Given data
--- Begin ---
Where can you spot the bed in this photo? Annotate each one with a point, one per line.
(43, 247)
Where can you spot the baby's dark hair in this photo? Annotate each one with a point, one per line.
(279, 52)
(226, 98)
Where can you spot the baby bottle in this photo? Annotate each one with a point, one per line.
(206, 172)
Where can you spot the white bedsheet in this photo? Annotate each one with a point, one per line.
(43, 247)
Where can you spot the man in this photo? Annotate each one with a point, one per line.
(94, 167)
--- End ---
--- Begin ---
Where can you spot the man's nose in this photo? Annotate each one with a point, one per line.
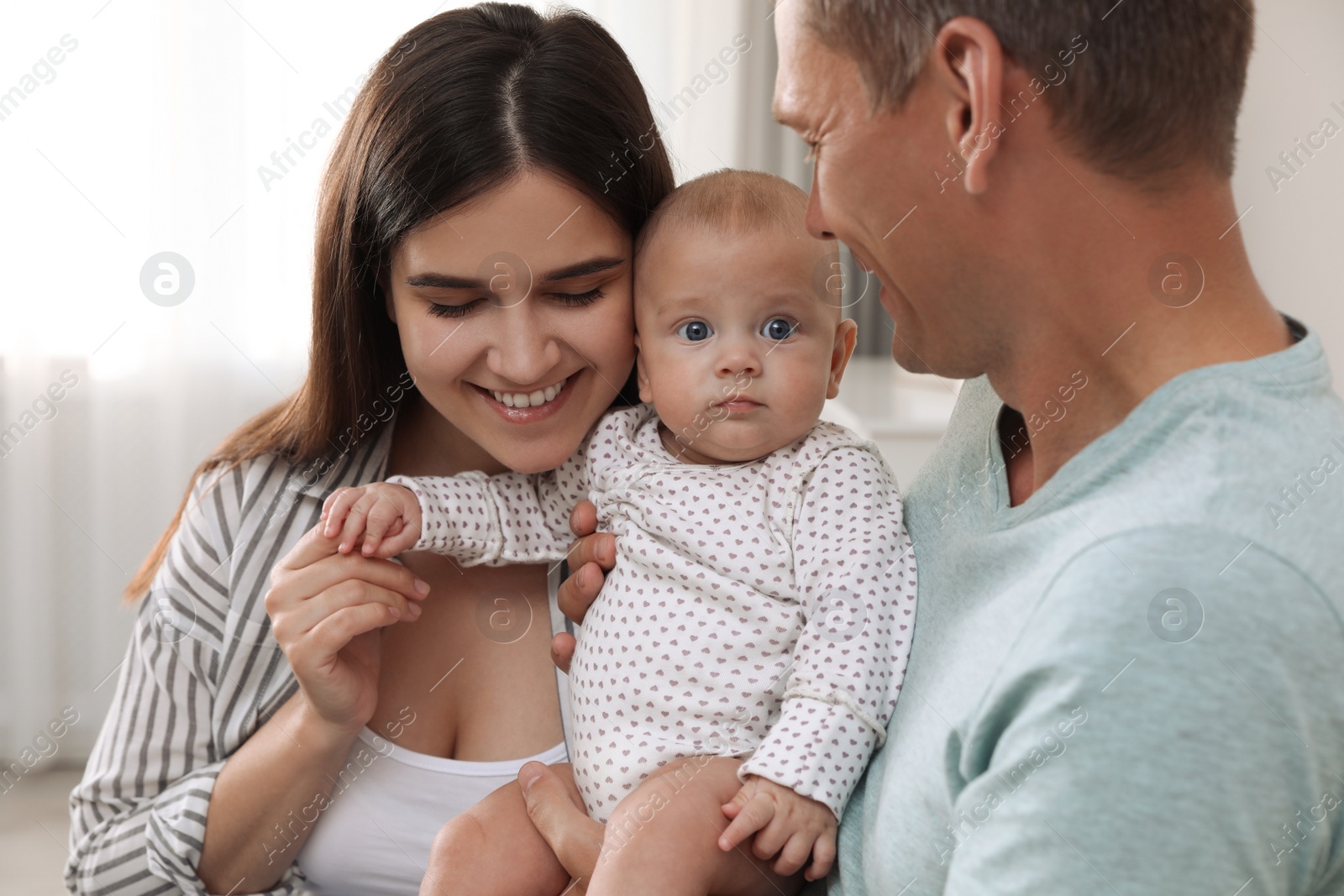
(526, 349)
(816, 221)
--- End ---
Goal
Count the lines in the listing above that contain the string "baby", treating uppercase and lowercase as different. Reply with the number only.

Answer to the task
2